--- START Source text ---
The amended opinion adds a brand new section independently dismissing the claim on its lack of merits. The amended opinion notes how Vimeo is just enforcing its TOS. It adds a sentence that “Appellants implicitly acknowledge that their content violated the Vimeo’s Terms of Service,” and another sentence that Domen made “no allegation suggesting that Vimeo removed their content for any reason other than this violation of the Terms of Service.” A footnote adds: “Vimeo only took action after Church United ignored a warning about posting SOCE content in violation of the Guidelines. This further undermines Appellants’ position that Vimeo was acting in bad faith or with discriminatory intent.”

The amended opinion also rejects Domen’s allegations that similar videos weren’t treated consistently because “the allegations about these ‘similar videos’ in the amended complaint are vanishingly thin and lack the substance required to support an inference of discriminatory intent….Only one ‘similar video’ identified by the Plaintiffs could plausibly be understood to promote SOCE, and it is identified only as ‘Gay to Straight,’ with no further explanation about its content, when it was uploaded, how long it remained on the site, or the characteristics of the user who uploaded it.”


The amended opinion is outshined by its atmospherics, but don’t lose sight of the big picture. In the amended opinion, the Second Circuit ruled that Domen lost on a motion to dismiss because of Section 230(c)(2)(A) AND because his discrimination claims independently failed on their lack of merit. This is a complete victory for Vimeo.

Unfortunately, all of the opinion’s skepticism towards Section 230 provides a plethora of ideas for plaintiffs to plead around Section 230. In my blog post on the prior opinion, I mentioned four possibilities:

  • allege anti-competitive animus (rephrased in the amended opinion as “anti-competitive conduct”)
  • allege “self-serving behavior”
--- END Source text ---
(What this exercise asks)
[1] Condense the paragraph of the passage on Vimeo's amended opinion that begins "The amended opinion is outshined by its atmospherics" into one or two sentences, keeping its main facts.
[2] Please extend the passage on Vimeo's amended opinion, starting after its last line.
The lines are separate material and not part of the passage on Vimeo's amended opinion.
--- START Dataset entries ---
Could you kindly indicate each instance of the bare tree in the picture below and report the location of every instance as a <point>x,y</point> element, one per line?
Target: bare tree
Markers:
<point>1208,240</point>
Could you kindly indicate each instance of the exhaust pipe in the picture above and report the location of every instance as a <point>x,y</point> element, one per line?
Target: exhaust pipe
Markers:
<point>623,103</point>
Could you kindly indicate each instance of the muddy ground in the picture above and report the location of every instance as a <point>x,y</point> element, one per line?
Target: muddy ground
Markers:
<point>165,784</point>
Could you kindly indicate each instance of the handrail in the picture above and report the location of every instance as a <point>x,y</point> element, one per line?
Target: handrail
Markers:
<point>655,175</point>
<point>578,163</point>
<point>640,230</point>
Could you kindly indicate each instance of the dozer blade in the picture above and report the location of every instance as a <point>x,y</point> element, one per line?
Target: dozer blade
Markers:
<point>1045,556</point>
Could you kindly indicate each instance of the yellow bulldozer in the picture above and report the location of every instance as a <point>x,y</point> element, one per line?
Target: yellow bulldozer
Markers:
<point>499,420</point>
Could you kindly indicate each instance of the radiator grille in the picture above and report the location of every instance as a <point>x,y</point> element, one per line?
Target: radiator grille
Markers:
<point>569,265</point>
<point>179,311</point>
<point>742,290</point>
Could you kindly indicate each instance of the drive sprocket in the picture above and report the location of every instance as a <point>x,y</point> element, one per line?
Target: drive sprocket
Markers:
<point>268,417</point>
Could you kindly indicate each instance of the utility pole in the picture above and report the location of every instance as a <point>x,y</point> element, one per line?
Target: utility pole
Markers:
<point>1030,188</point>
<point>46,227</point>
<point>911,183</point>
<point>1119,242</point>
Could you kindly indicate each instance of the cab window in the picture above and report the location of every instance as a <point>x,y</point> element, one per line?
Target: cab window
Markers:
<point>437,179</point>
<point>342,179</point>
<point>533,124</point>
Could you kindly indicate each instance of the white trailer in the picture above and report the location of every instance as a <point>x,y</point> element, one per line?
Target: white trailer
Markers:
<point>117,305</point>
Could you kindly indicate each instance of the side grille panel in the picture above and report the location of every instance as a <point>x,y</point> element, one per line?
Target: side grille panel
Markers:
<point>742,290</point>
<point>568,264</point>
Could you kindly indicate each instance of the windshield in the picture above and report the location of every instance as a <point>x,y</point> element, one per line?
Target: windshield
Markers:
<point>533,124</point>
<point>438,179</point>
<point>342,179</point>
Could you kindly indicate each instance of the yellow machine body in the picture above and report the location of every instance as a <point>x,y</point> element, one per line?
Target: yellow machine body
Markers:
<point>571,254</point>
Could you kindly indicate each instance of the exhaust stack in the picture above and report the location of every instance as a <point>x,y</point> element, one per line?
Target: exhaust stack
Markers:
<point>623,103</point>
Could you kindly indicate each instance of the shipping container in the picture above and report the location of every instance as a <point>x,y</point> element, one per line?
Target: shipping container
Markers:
--- END Dataset entries ---
(Answers for this exercise)
[1] Despite its distracting atmospherics, the amended opinion is a complete victory for Vimeo: the Second Circuit upheld dismissal of Domen's case both under Section 230(c)(2)(A) and because his discrimination claims independently lacked merit.

[2]
  • provide better evidence of inconsistent content moderation decisions
  • look for more evidence that suggests lack of good faith in content moderation

This opinion tacks on more ideas: false advertising, deceptive trade practices, tortious interference, and “claims sounding in contract or tort.”

The big mystery: why did the panel amend its opinion? I don’t know, but it sure looks like another Second Circuit judge complained to the panel about the prior opinion’s breadth and perhaps threatened to push for en banc review if the panel didn’t amend it to that judge’s satisfaction. (I might have suspected Judge Katzmann, who wrote a dissent in Force v. Facebook that excoriated Section 230, but he tragically died in June). If the panel did amend its opinion to stave off the threat of an en banc rehearing, then it seems unlikely that the Second Circuit would grant the en banc rehearing now in light of the watered-down opinion. If so, the next stop could be a Supreme Court petition for certiorari. It would be weird to have a Section 230(c)(2)(A) case be the Supreme Court’s first review of Section 230, but I hope it won’t get that far.

Unless something totally unexpected happens in this case, this case adds to the unbroken streak of 60+ failed attempts to hold Internet services liable for their account termination/content removal decisions. The pro-censorship boobirds can stop salivating.

Case citation: Domen v. Vimeo, Inc., 2021 WL 3072778 (2d Cir. amended opinion July 21, 2021)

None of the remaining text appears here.